- WORK ITEM A -
Answer these questions from the tutorial overview.
(i) Which university is Prof. Jiayu Zhou affiliated with?
(ii) What does distributed multi-task learning provide?
(iii) Which areas will the tutorials cover?
- WORK ITEM B -
Decide whether each statement agrees with the tutorial overview. Answer yes or no and quote the deciding words.
(i) The tutorials are intended only for people researching the interplay between machine learning and evolutionary computation.
(ii) Multi-task learning transfers knowledge among related learning tasks.
(iii) The multi-task learning tutorial ends with a hands-on programming session.
- WORK ITEM C -
Extend the tutorial overview, starting after its final sentence.

[Opening TEXT PASSAGE section]

The tutorials are designed to provide core knowledge required for attendees to conduct research involving the potential interplay between machine learning and evolutionary computation and will also benefit those willing to work with these areas in isolation. They will cover the areas of machine learning theory and its interplay with optimization, online learning in non-stationary environments, multi-task learning and multi-objective optimization.
Prof. Jiayu Zhou (NSF Career Awardee)
Michigan State University, USA
The recent decade has witnessed a surging demand in data analysis, where we built machine learning models for various data analysis tasks. The multi-task learning is a machine learning paradigm that bridges related learning tasks and transfers knowledge among the tasks. The tutorial reviews multi-task learning basics and recent advances, including distributed multi-task learning that provides efficient and privacy-preserving learning on distributed data sources; and interactive multi-task learning that solicits and integrates domain knowledge in multi-task learning, including human in the learning loop. The tutorial is concluded by a discussion of future directions of multi-task learning.

[Closing TEXT PASSAGE section]
[Opening RAW DATA section]

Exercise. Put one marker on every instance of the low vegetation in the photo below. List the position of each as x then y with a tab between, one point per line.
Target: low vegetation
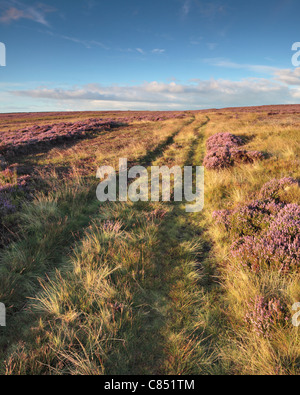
146	288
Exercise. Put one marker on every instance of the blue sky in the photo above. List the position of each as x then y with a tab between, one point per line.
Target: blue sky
153	55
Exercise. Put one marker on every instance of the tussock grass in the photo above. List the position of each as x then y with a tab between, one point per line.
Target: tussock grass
145	288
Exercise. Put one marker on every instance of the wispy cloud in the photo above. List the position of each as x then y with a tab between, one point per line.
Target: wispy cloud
86	43
221	62
14	10
287	76
158	95
212	46
186	7
141	51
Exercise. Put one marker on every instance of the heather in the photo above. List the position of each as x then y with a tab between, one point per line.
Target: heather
146	288
263	315
265	233
22	141
223	150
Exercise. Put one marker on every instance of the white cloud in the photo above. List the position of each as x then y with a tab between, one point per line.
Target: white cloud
221	62
156	95
158	51
287	76
14	10
141	51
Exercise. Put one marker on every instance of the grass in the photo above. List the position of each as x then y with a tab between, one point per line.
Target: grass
144	288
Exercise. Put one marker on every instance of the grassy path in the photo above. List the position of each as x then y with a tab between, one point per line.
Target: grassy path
172	337
52	225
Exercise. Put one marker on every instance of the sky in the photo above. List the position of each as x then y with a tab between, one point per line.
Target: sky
71	55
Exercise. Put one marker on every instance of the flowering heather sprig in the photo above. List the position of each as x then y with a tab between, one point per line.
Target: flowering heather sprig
24	140
265	232
10	191
223	151
272	188
223	140
263	314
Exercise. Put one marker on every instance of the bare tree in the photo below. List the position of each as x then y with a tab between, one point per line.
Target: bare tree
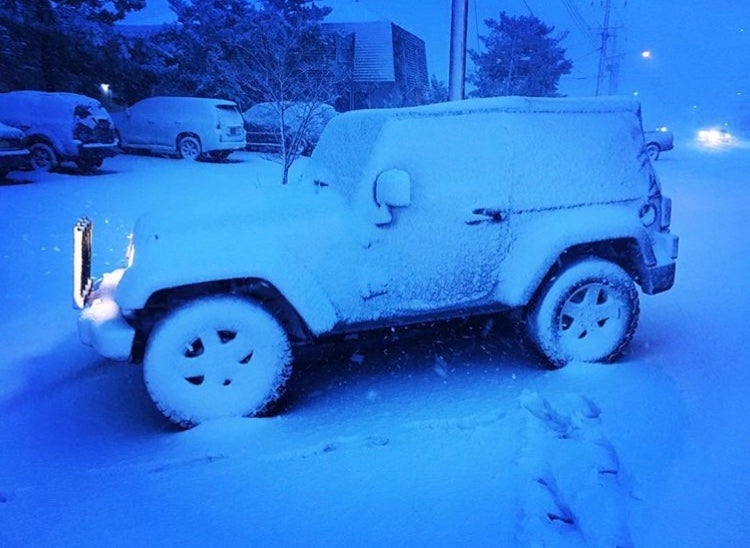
292	64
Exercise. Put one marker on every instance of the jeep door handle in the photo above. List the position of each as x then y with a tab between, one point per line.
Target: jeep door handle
490	214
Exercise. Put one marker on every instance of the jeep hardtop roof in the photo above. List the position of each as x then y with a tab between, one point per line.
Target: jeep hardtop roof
588	148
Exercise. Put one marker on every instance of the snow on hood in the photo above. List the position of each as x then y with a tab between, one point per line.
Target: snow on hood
8	132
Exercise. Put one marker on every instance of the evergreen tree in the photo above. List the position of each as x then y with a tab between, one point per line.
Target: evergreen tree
60	45
521	57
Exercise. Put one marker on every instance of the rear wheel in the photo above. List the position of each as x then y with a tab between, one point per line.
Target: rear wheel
89	165
588	312
189	148
216	357
219	155
43	157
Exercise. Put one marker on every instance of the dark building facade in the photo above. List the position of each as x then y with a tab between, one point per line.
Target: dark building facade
388	65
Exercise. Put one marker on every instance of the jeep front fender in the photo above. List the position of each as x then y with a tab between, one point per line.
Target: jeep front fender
166	261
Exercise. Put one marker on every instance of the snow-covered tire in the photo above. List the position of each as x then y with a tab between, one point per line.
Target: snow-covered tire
216	357
587	312
189	148
89	165
43	157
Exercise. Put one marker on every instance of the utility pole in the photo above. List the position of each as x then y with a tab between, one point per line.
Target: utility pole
457	69
603	47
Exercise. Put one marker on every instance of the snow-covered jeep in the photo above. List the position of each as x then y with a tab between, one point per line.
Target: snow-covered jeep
546	206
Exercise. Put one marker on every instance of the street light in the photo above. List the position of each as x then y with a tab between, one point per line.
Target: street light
106	93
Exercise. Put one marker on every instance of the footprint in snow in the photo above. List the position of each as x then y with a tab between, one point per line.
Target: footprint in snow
329	447
578	492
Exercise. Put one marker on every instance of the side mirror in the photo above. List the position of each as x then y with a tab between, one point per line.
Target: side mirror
392	189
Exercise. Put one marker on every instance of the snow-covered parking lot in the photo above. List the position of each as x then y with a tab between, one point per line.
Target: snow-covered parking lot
447	437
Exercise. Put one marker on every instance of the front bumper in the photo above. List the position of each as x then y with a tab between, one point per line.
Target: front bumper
98	150
659	276
10	160
101	325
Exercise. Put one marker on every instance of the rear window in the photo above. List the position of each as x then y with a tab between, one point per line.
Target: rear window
229	114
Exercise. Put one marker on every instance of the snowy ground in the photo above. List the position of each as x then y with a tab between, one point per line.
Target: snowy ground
450	437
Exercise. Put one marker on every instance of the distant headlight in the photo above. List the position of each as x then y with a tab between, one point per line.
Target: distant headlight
130	252
714	136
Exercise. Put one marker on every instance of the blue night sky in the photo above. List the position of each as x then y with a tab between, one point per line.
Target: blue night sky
699	50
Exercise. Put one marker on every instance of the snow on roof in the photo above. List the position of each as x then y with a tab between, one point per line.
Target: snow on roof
350	11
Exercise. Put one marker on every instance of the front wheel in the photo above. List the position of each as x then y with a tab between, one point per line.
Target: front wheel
216	357
189	148
587	312
43	157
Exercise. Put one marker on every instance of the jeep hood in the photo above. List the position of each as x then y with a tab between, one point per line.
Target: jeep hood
272	236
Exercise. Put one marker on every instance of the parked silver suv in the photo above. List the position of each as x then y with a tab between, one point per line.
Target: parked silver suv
190	127
546	206
60	127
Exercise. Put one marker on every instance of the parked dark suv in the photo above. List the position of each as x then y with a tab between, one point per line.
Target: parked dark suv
13	152
60	127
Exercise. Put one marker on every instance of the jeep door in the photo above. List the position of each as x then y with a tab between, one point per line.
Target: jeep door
441	248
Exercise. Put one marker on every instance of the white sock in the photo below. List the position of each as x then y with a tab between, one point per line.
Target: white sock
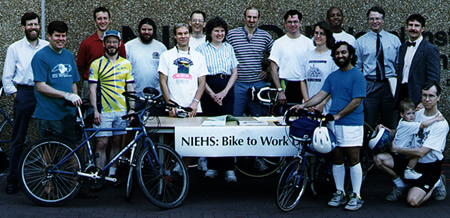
356	177
339	176
112	171
399	182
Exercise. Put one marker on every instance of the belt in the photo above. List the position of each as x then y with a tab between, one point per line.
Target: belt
221	76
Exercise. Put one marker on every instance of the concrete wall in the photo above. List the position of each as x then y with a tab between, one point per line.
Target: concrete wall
78	14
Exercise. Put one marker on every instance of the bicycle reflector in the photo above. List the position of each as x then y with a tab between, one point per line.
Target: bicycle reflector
323	140
380	140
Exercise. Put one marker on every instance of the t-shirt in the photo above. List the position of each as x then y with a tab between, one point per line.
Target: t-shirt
111	80
287	53
344	86
405	134
59	71
433	137
144	59
316	68
183	68
195	42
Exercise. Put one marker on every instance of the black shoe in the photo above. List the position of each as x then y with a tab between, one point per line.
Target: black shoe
11	188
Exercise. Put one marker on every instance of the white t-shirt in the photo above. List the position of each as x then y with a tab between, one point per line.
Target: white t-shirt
183	68
433	137
316	68
195	42
343	36
405	134
144	59
287	53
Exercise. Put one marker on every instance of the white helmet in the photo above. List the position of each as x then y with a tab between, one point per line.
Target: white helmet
324	140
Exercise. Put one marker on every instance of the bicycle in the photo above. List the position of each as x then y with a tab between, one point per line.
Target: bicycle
294	178
52	170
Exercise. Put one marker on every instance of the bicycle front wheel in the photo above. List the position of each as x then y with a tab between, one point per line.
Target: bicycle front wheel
164	183
291	185
48	174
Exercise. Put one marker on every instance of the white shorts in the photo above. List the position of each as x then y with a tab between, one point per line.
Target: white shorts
349	136
112	120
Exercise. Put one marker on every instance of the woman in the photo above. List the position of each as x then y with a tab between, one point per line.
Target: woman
219	98
318	64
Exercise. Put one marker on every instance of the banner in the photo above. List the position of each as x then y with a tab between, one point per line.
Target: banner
234	141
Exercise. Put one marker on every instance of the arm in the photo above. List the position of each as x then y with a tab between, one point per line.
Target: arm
165	91
354	103
276	81
93	100
221	95
316	99
198	95
429	122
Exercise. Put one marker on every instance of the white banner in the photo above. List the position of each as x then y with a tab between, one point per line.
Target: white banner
234	141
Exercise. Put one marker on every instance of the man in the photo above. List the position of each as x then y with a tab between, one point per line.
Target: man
109	77
144	53
55	77
18	82
250	44
418	62
182	73
335	17
347	89
430	145
287	50
377	53
197	24
92	47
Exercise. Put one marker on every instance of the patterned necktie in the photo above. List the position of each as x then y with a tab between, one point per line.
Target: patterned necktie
380	60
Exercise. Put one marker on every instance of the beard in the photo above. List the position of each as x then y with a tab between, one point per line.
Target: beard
144	38
111	53
344	63
30	35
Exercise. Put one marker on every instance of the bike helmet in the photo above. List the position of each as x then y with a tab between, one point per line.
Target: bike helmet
324	140
380	140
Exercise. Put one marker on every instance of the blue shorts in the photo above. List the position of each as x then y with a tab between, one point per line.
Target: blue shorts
112	120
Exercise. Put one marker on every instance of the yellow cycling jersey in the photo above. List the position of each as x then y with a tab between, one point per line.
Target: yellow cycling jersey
112	80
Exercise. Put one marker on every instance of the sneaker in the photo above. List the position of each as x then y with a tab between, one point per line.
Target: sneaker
210	173
397	193
202	164
229	176
177	169
440	193
338	199
412	174
260	165
355	202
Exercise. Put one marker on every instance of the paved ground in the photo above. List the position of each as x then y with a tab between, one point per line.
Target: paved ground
214	198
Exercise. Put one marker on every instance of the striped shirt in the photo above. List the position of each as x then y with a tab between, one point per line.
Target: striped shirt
112	80
218	61
250	53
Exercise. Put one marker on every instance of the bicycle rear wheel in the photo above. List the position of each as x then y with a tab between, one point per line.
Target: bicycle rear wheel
291	185
41	181
258	166
164	184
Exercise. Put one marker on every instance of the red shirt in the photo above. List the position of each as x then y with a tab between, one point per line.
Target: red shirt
91	49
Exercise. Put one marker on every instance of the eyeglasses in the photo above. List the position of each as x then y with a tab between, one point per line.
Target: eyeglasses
197	21
372	19
431	97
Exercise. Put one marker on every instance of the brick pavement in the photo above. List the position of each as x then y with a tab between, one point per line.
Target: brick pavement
215	198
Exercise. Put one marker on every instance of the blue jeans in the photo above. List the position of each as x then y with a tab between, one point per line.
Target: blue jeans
243	103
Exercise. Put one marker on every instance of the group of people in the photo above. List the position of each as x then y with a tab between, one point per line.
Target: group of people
211	70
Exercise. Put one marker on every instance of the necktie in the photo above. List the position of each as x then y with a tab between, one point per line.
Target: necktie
408	43
380	60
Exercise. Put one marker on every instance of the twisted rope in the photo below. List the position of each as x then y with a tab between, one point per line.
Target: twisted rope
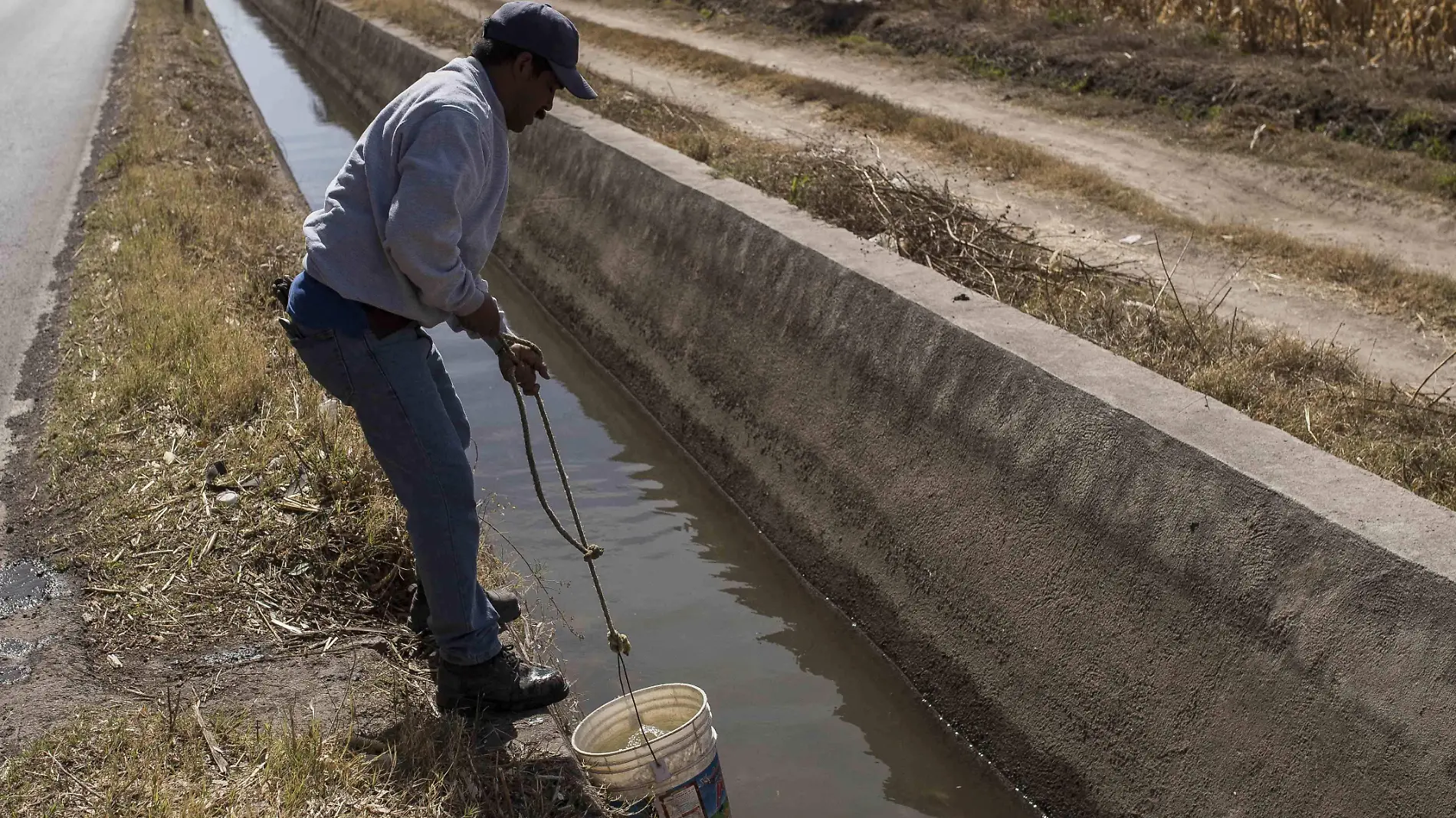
616	641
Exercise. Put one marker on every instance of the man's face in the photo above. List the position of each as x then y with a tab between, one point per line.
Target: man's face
535	92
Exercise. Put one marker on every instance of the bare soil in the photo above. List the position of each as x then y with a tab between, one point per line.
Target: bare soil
1184	66
1389	348
1208	187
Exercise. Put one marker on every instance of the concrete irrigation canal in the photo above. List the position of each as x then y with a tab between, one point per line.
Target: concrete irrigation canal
836	488
813	719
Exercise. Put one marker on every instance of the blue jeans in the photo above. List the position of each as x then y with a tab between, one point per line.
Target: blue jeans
412	420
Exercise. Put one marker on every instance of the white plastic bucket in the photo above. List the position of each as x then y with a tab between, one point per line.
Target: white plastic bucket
686	779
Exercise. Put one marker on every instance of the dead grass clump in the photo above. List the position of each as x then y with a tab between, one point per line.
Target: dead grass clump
178	761
1313	392
1381	284
218	498
1418	31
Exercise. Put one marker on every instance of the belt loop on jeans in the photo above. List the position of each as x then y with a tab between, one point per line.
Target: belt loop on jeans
385	323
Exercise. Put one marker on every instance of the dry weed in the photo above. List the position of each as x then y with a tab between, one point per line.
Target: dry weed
213	496
1313	392
175	761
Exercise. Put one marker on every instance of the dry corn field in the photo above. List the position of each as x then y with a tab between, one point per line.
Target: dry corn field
1412	29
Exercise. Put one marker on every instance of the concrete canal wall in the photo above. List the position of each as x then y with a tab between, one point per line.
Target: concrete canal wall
1135	600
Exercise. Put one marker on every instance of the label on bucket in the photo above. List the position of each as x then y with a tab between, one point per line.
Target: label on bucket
705	797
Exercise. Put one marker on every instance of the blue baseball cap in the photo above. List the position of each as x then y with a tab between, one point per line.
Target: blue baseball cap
545	32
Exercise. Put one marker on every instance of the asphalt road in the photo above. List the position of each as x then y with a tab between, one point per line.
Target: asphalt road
54	64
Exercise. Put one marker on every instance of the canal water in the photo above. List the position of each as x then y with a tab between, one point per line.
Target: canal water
812	719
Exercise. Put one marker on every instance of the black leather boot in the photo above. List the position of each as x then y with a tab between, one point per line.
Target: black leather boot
503	683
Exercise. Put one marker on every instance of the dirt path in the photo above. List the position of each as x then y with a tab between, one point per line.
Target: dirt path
1208	188
1389	348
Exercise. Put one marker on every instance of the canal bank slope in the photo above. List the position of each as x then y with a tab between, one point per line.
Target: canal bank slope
1133	598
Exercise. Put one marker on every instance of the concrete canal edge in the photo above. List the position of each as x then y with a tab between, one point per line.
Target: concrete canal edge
1135	600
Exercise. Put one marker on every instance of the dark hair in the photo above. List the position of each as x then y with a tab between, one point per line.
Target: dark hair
495	53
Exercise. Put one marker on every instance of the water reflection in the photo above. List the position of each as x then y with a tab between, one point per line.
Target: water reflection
812	721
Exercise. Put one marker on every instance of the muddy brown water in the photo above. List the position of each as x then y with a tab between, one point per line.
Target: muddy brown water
812	718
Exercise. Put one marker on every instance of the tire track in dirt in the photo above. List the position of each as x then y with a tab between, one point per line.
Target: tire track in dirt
1386	347
1212	188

[Closing RAW DATA section]

- RESPONSE BOX A -
(i) Michigan State University, USA.
(ii) Efficient and privacy-preserving learning on distributed data sources.
(iii) Machine learning theory and its interplay with optimization, online learning in non-stationary environments, multi-task learning and multi-objective optimization.

- RESPONSE BOX B -
(i) No: "will also benefit those willing to work with these areas in isolation."
(ii) Yes: "bridges related learning tasks and transfers knowledge among the tasks."
(iii) No: "The tutorial is concluded by a discussion of future directions of multi-task learning."

- RESPONSE BOX C -
Dr. Jiayu Zhou is currently an Associate Professor in the Department of Computer Science and Engineering at Michigan State University. He received his Ph.D. degree in computer science from Arizona State University in 2014. Dr. Zhou has a broad research interest in large-scale machine learning, data mining, and biomedical informatics, with a focus on the transfer and multi-task learning. His research has been funded by the National Science Foundation, National Institutes of Health, and Office of Naval Research, and published more than 100 peer-reviewed journal and conference papers in data mining and machine learning. Dr. Zhou is a recipient of the National Science Foundation CAREER Award (2018). His papers received the Best Student Paper Award in 2014 IEEE International Conference on Data Mining (ICDM), the Best Student Paper Award at the 2016 International Symposium on Biomedical Imaging (ISBI), and Best Paper Award at 2016 IEEE International Conference on Big Data (BigData).
Prof. Ata Kaban (EPSRC Early Career Fellow)
University of Birmingham, UK
High dimensional problems are increasingly prevalent in machine learning, and often the space of data features or the parameter space have a dimensionality that exceeds the sample size. This tutorial will start by developing some intuition about high dimensional data spaces, and will then focus on a simple yet powerful dimensionality reduction method, Random Projection (RP) that may be used to overcome the curse of dimensionality. RP is oblivious to the data, yet it provides low distortion guarantees with high probability that depend on the underlying unknown geometric structure of the data. The tutorial will cover some underlying principles of the theory behind RP, and will delve into its effects on generalisation guarantees for subsequent learning tasks. We will also touch upon the use of RP in high dimensional search problems.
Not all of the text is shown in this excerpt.